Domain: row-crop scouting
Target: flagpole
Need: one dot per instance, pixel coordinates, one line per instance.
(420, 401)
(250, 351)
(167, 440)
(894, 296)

◆ TRY IT ◆
Using the entries above, please restate each one word for word.

◆ RESULT FOR THIS TASK ◆
Domain: row-crop scouting
Target: flagpole
Need: one dot per instance, pixel coordinates, one line per instance.
(420, 401)
(250, 351)
(167, 440)
(894, 296)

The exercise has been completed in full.